* **Goal**
Only the lines from the one with "written like (15,375)." onward are wanted, through the last line of the entries, set down exactly.
>>>>>
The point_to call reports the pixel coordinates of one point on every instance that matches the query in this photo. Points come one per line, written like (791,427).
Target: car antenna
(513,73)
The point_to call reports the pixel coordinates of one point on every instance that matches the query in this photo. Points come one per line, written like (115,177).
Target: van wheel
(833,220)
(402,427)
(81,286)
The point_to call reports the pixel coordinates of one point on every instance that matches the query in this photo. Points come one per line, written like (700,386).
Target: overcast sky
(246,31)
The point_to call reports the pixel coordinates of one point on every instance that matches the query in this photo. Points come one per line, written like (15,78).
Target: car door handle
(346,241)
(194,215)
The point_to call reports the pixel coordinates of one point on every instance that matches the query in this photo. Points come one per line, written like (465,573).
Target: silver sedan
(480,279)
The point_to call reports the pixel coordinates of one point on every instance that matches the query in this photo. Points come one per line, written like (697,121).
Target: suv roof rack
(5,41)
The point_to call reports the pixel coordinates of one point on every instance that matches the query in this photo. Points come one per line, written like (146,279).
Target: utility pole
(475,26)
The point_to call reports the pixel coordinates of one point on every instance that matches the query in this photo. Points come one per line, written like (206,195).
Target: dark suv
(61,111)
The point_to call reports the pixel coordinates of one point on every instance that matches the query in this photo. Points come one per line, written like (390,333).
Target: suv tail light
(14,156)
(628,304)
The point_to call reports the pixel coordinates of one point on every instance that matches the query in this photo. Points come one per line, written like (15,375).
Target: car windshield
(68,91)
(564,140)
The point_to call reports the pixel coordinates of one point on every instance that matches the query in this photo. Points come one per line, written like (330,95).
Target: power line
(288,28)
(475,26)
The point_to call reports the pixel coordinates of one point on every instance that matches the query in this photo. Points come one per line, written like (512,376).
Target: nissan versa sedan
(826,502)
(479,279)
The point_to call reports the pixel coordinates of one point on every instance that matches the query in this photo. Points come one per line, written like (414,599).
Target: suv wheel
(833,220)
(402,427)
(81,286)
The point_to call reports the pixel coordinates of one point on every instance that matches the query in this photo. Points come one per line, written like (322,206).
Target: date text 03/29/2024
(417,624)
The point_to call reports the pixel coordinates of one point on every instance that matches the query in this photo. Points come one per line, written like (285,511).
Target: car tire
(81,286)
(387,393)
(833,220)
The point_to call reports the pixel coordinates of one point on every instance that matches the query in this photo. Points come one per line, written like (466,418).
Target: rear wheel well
<<<<<
* **Complete output**
The point_to call reports the pixel coordinates of one point on every instance that matches the query in this photo. Points come one per line, written like (15,375).
Target: car windshield
(68,91)
(564,140)
The point_to call reports the pixel coordinates of one point on every instance that matches the query in this photo. Points come one per line, written like (330,95).
Target: power line
(288,28)
(475,26)
The point_to call reports the pixel coordinates of one point on every instance that matches the query in this photo. Points come one per line, written like (512,376).
Target: nissan versa sedan
(826,502)
(479,279)
The point_to call reports the pixel coordinates of one point on every instance that matches the query in this photo. Points come one per line, written like (414,599).
Target: suv wheel
(833,220)
(402,427)
(81,286)
The point_to call reports the pixel coordinates of one point on every instance that matches the query in this photo. Points come one per line, written like (322,206).
Target: date text 03/29/2024
(417,624)
The point_to call reports the pixel coordinates of one point on every instance that matches the query in this photo. Points come one per line, written like (285,511).
Target: car tire
(81,286)
(387,393)
(833,220)
The point_to call reports the pixel coordinates of one point on every instance that matches the query in this photo. Points come one per line, written like (466,418).
Target: rear wheel well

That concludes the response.